Objective 1 - Copy the entries exactly, starting at the line containing "Where can the green stem" and continuing through the last line of the entries. Include both ends.

Text block -
## Start

So now in honor of all who have taught me, I am making bread puddings from the endless bits of puddings that keep finding their way into our kitchen. I buy a chicken now not just with the intention of making a stock from the carcass after the bird has been roasted and consumed, but with the menu worked out for the next few and final days of that chicken's existence as anything resembling fowl. You see, my freezer is the size of a shoebox, I have no space to make and save endless bits, stocks, demi glaces or other delectables.

The toddler helps me stay honest in my cooking and grocery shopping because I have to always keep space on his buggy for toys, nappies, books and extra clothes in case the weather turns. So when I shop I can only bring home what will fit. Sometimes I'm amazed at what I can fit, but I no longer buy things in bulk and let them sit for years while I figure out how I will cook them.

An oversized batch of de Puy lentils became patties for the babe, a pilaf for us (with cumin seeds and cilantro) and was ground up to thicken a soup. I have always known how to cook like this, I just got lazy with my american sized fridge, freezer and a whole room dedicated to the saving and cataloguing of foods of every ethnic persuasion imaginable.

I have no pictures of these junk dishes I'm been making, part of the economy of preparing them is lacking the time for glamour shots, but I shall fit some in here soon. That or I'll just make up some recipes like this.

Bread Box Pudding
2 cups of stale breads, preferably with some fruit or nuts
1-2 cups milk
1/2 a homemade granola bar, 1/2 a bran muffin, odds and ends
a handful of dried fruit
2 eggs
tiniest pinch of salt
1 T sugar
1 T ground almonds
2 four ounce ramekins oiled with 1 T butter

Cut or tear the stale bread into 1/2" pieces and soak for 40 minutes in milk (you may need a little more than 1 cup).
Preheat oven to 200º C.
Gently squeeze the milk out of the bread and put into a second bowl. Add the granola bar/muffin/etc and lightly toss to incorporate the bits evenly. Measure out the milk and add a bit more to total 1 cup, beat in eggs, salt and sugar.
Put 1/2 of the bread mixture into each ramekin, sprinkle with 1/2 of the almond and then pour the milk/egg mixture over the top slowly letting it soak in.
Bake for 30 minutes in the middle rack.

Let cool for 10 minutes before eating, although this will be hard!

Past successes, perhaps future successes?

Now that we've fully settled into our thoroughly British new life I become wistful about things I have done in my 15 years of cooking for a living.

## End

Objective 2 -
Answer these questions from the bread pudding text:
(a) How large is the writer's freezer?
(b) How long should the stale bread soak in milk?
(c) What temperature should the oven be preheated to?

Data for the task -

## Start

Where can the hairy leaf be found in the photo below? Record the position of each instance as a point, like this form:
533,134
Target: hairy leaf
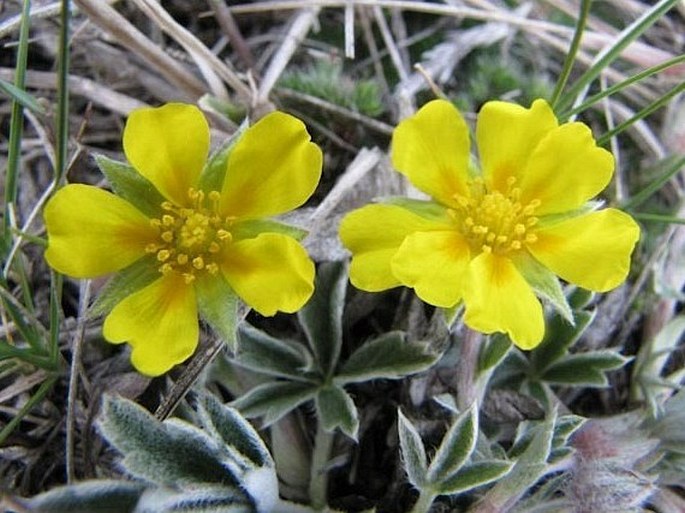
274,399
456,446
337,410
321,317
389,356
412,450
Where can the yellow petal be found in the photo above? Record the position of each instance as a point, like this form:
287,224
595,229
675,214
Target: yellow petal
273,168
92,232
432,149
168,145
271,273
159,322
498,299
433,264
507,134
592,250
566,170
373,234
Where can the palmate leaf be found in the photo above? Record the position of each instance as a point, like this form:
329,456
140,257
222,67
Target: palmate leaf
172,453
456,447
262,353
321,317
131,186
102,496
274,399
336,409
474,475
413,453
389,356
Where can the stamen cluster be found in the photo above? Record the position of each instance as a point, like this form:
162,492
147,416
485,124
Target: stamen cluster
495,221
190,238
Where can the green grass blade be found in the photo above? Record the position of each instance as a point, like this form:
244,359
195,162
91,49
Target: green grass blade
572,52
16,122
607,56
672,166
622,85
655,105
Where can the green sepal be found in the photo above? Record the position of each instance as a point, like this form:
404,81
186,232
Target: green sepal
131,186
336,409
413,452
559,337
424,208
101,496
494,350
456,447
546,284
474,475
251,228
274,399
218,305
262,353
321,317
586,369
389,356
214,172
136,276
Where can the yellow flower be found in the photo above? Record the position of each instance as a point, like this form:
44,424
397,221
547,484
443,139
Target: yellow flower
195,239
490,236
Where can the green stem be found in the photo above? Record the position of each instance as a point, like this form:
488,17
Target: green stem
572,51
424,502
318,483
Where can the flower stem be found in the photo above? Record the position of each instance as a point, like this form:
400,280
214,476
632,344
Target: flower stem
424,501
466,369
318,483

## End

Complete response 1 -
Where can the green stem be found in the photo above? Record the position of each instance as a point, like this form:
488,17
Target: green stem
572,51
424,502
318,483
Where can the flower stem be found in the photo above? Record the position of each instance as a point, like this form:
400,280
214,476
632,344
Target: flower stem
424,501
466,369
318,483

Complete response 2 -
(a) The size of a shoebox.
(b) 40 minutes.
(c) 200º C.